__Work to do__: Which lines in the entries below contain the string "sign"? Extract each of them in full.
-- START OF Records provided --
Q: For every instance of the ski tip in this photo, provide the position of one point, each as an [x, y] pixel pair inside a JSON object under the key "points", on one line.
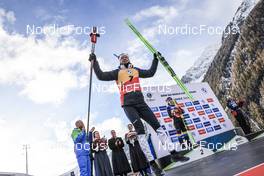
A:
{"points": [[127, 20], [116, 56]]}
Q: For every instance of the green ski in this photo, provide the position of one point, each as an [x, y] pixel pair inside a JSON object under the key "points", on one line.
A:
{"points": [[161, 59]]}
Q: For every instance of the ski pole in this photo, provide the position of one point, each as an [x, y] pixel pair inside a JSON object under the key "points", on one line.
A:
{"points": [[161, 59], [93, 37]]}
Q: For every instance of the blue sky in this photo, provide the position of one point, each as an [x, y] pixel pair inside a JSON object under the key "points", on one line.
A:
{"points": [[43, 78]]}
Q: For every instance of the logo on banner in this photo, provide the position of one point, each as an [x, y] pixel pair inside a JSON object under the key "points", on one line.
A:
{"points": [[149, 95], [204, 90]]}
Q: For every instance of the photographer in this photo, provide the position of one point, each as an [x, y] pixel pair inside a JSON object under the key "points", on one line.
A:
{"points": [[119, 160]]}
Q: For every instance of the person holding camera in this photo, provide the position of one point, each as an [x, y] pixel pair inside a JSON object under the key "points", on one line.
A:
{"points": [[119, 160]]}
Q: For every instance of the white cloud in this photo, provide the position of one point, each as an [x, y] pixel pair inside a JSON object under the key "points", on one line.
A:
{"points": [[46, 69]]}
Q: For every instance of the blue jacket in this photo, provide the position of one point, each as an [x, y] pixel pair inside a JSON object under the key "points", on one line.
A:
{"points": [[81, 142]]}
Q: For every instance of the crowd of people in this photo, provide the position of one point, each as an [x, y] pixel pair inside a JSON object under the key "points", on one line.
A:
{"points": [[91, 152]]}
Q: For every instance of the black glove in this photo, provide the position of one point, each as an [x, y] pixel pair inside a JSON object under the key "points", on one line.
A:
{"points": [[156, 55], [92, 57]]}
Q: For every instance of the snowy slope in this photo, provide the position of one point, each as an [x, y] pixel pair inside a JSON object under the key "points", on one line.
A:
{"points": [[197, 71]]}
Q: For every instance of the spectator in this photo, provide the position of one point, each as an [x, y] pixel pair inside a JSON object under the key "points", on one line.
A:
{"points": [[138, 159], [101, 161]]}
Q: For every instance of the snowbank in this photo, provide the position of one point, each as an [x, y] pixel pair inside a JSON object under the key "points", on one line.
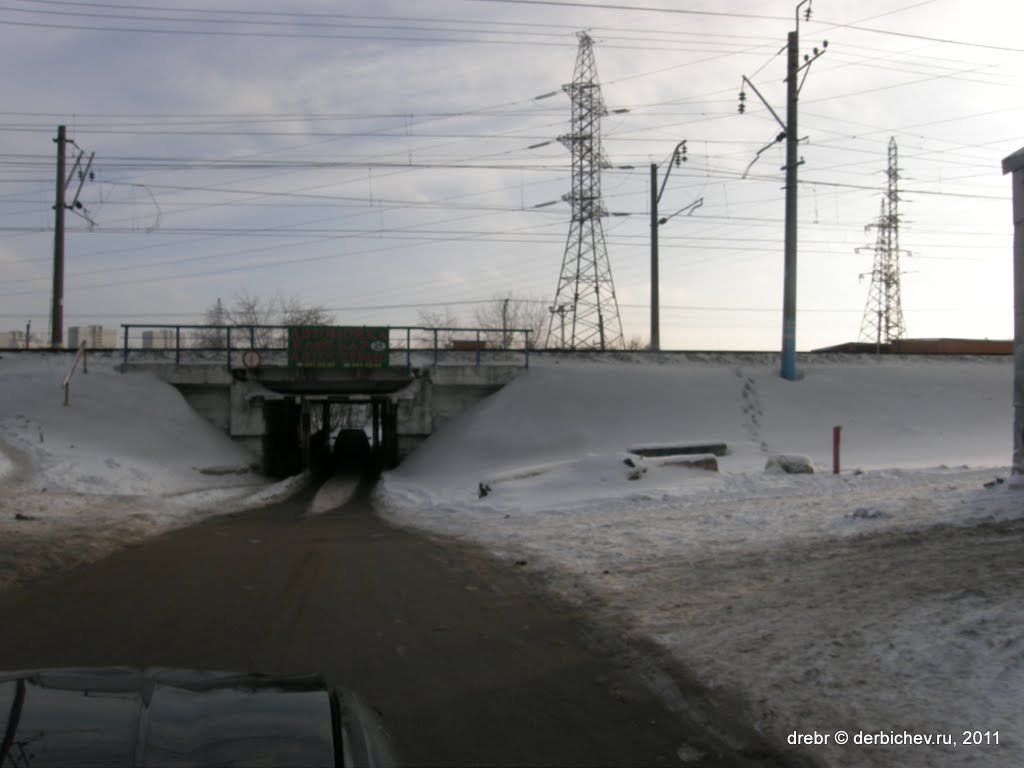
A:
{"points": [[126, 459], [886, 598]]}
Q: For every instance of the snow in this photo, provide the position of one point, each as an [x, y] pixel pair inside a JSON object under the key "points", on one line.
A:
{"points": [[887, 598], [127, 458]]}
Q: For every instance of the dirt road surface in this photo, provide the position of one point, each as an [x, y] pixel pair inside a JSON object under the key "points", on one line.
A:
{"points": [[464, 656]]}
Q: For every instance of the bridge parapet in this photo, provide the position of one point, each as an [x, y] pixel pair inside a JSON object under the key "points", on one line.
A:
{"points": [[251, 346]]}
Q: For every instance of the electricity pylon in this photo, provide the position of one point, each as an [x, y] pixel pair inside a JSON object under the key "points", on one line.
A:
{"points": [[883, 321], [585, 285]]}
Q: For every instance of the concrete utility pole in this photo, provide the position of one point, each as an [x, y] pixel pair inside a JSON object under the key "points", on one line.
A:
{"points": [[678, 157], [1015, 165], [793, 70], [56, 305], [790, 268]]}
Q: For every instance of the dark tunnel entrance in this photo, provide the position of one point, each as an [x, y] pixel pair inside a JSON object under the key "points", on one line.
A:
{"points": [[328, 434]]}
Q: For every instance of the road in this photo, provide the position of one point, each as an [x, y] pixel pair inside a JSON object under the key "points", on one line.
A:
{"points": [[465, 657]]}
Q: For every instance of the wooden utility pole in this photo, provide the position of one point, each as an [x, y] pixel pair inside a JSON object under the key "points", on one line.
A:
{"points": [[1015, 165]]}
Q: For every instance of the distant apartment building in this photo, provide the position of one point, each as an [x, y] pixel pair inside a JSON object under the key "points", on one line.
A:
{"points": [[95, 337], [18, 340], [162, 339]]}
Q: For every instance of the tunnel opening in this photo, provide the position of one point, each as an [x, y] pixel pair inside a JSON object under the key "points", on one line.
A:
{"points": [[330, 434]]}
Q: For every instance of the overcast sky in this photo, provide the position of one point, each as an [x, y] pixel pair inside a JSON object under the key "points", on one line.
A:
{"points": [[387, 158]]}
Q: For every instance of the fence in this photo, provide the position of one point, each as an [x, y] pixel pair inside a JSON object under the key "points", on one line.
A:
{"points": [[408, 345]]}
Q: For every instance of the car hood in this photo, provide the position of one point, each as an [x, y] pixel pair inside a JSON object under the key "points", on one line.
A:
{"points": [[118, 716]]}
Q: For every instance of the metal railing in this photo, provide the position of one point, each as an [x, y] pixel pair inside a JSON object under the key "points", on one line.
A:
{"points": [[408, 345]]}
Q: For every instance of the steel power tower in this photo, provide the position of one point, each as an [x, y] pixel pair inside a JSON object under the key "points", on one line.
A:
{"points": [[883, 321], [585, 286]]}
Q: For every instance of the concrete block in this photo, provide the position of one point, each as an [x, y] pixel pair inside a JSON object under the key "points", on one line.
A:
{"points": [[790, 464]]}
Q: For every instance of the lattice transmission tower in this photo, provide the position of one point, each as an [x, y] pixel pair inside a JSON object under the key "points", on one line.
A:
{"points": [[585, 287], [883, 321]]}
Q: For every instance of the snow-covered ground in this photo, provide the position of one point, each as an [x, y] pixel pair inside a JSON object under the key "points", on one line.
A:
{"points": [[886, 599], [125, 459]]}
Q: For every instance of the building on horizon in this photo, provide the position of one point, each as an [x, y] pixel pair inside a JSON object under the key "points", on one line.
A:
{"points": [[19, 340], [94, 337], [161, 339]]}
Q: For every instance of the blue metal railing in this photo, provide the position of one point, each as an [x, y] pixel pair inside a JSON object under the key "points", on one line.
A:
{"points": [[215, 344]]}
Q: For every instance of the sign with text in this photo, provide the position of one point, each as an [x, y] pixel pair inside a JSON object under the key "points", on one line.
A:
{"points": [[337, 346]]}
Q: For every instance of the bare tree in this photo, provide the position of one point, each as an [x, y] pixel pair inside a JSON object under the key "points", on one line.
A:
{"points": [[254, 316], [213, 338], [510, 312], [636, 344], [437, 318]]}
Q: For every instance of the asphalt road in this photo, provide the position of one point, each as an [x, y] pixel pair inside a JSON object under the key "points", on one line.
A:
{"points": [[466, 659]]}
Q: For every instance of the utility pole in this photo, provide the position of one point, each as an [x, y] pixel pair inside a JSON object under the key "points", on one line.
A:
{"points": [[505, 324], [793, 70], [56, 305], [790, 268], [678, 157], [64, 181], [1015, 165]]}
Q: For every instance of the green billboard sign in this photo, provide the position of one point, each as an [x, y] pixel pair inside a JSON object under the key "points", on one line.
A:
{"points": [[337, 346]]}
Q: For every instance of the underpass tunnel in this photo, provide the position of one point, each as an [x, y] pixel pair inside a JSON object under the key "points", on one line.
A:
{"points": [[351, 434]]}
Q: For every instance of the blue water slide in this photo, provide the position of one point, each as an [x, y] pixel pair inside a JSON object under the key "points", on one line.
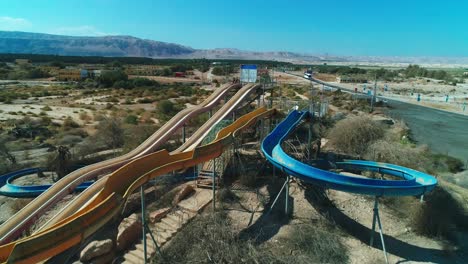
-- END OF Records provided --
__Response to this task__:
Q: For every instance of the sign with text in this photo, provide the position of one point, each as an [x, y] pixel pair inside a JSON object under the key "points", on one line.
Q: For every instance of the green billboard sign in this photo, provide the position of one point, each as an [x, y] pixel pair inside a JSON object under the key "points", on one line.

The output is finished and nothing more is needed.